QUESTIONS TO ANSWER.
1) Since what year has marijuana been decriminalized in New York, according to the excerpt on New York marijuana law?
2) Continue the piece on New York marijuana law from the point where it stops, adding one or two paragraphs.

++++ EXCERPTED TEXT ++++

Saturday Dec 14th, on Drug Crimes |

New York could eventually join a growing number of states that have legalized marijuana for recreational use. The Empire State has already authorized limited use for medical purposes. State and local lawmakers and prosecutors have also moved to “decriminalize” possession of marijuana, a substance once considered a harmful drug. Because restrictions on marijuana are still complicated and in flux, however, it’s important to understand what you can and can’t do when it comes to pot. It’s also crucial that anyone charged with a marijuana crime consult a seasoned criminal defense attorney.

Current Law on Marijuana

The possession of marijuana by anyone who doesn’t have a valid medical prescription for cannabis is still a crime in New York. That’s true despite the fact that marijuana has been decriminalized in New York since 1977.

++++ RECORDED DATA ++++

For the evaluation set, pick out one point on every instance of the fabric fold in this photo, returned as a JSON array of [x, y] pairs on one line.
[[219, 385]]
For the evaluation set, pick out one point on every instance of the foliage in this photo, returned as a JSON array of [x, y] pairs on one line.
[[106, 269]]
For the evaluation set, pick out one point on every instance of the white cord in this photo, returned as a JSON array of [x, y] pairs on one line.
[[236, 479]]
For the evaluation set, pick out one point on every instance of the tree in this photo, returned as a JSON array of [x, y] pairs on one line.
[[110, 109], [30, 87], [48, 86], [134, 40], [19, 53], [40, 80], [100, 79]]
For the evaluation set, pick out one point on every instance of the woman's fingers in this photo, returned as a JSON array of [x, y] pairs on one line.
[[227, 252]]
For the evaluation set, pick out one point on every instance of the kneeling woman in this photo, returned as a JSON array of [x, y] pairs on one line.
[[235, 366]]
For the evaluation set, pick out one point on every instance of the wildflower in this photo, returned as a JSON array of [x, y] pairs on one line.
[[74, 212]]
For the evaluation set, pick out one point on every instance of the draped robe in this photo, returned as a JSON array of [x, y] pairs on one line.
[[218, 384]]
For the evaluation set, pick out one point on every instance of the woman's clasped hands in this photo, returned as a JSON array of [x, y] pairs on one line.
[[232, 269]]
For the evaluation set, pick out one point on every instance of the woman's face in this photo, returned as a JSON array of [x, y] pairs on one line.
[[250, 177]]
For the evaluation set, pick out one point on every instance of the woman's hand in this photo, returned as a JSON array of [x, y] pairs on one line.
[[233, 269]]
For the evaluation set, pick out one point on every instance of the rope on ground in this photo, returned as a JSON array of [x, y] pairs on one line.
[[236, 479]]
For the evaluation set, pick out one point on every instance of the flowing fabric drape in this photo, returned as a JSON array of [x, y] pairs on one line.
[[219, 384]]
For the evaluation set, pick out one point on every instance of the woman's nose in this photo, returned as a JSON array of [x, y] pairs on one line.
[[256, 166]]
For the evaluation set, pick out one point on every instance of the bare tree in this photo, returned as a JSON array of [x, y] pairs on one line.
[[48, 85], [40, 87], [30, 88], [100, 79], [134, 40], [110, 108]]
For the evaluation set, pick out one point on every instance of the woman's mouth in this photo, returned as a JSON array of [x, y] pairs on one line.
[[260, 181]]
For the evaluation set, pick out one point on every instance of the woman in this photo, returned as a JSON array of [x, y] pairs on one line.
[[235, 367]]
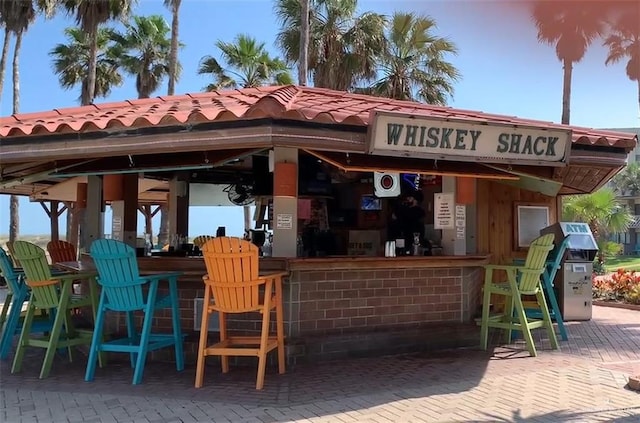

++++

ANSWER SECTION.
1) Since 1977.

2)
Here’s what decriminalization means. First, the penalties for the possession of relatively small amounts of weed have been reduced to a ticket and fine, similar to traffic violations. However, possession in “public view”—l ike when a person is caught smoking a joint on the street or marijuana is found during a police stop and frisk — remains at least a misdemeanor offense, and in some cases a felony. Officials in New York City and some other localities have instructed police to cut down on “public possession” arrests. Prosecutors in Albany County are said to be considering a similar approach. New York has also commissioned a task force to consider legalizing marijuana. In the meantime, prosecution for these crimes remains a possibility.

The penalties for marijuana possession vary widely based on the amount of the drug involved and how many times you’ve been previously caught. A first-time offender caught with 25 grams of marijuana or less is looking at a $100 fine. Get busted with a pound or more of pot and you’re facing a felony charge that comes with up to seven years in prison and $5,000 in fines. Selling weed of any amount is also considered a felony.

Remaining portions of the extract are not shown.